+++ EXCERPTED PASSAGE +++

Field & Stream

The Never-Ending Season

IT’S DARK and raining on the Canadian prairie. Most sane people are still tucked in bed or just putting on a pot of coffee. But the group of us getting soaked to the bone setting out decoys and brushing in A-frame blinds in a cut pea field are all certifiable. We’re jonesing for cupped wings, and the only way to get our fix is to wake up before the ducks and geese fly from their roost waters to these grain fields to feed.

The morning is full of the usual anticipation, plus an extra helping. That’s because we’re hunting one of the oldest birds in the world: the sandhill crane, a flying, 4-foot-tall velociraptor with a wingspan of up to 7 feet. At first light their distinctive purrs break the prairie stillness, and we are all now very awake. Their razor-sharp talons dwarf the spurs of any 3-year-old tom. Sandhills have long and pointed beaks, and they aren’t afraid to spear you or your retriever with them.

+++

YOUR GOAL: Please continue the sandhill crane hunting piece, picking up right after its final sentence.

+++ SOURCE MATERIAL +++

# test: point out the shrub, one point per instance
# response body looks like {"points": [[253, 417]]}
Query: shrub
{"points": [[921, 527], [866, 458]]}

+++

THE ANSWER:
The first cranes glide into the decoys. Some of us have never hunted them before, but even we can tell that once the sandhills commit, there’s no backpedaling. They are big and clumsy and can’t gain altitude fast enough as we raise our shotguns in unison. Most of the birds tumble from the sky in a tangle of wings and legs, but two sail into the peas. Our guide, Dusty Brown, doesn’t hesitate to stomp through the muddy Saskatchewan stubble toward one of them. The bird spouts a vicious hiss and spreads its wings.

But Brown gives the crane a swift boot right in the chest and it flops back. He finishes it quickly. He has to get the crane to the ground to kill it and protect himself and his Lab, Briley. The second, less experienced crane guide is far more tentative, dancing around the second sandhill like a nervous boxer in the opening round of a fight.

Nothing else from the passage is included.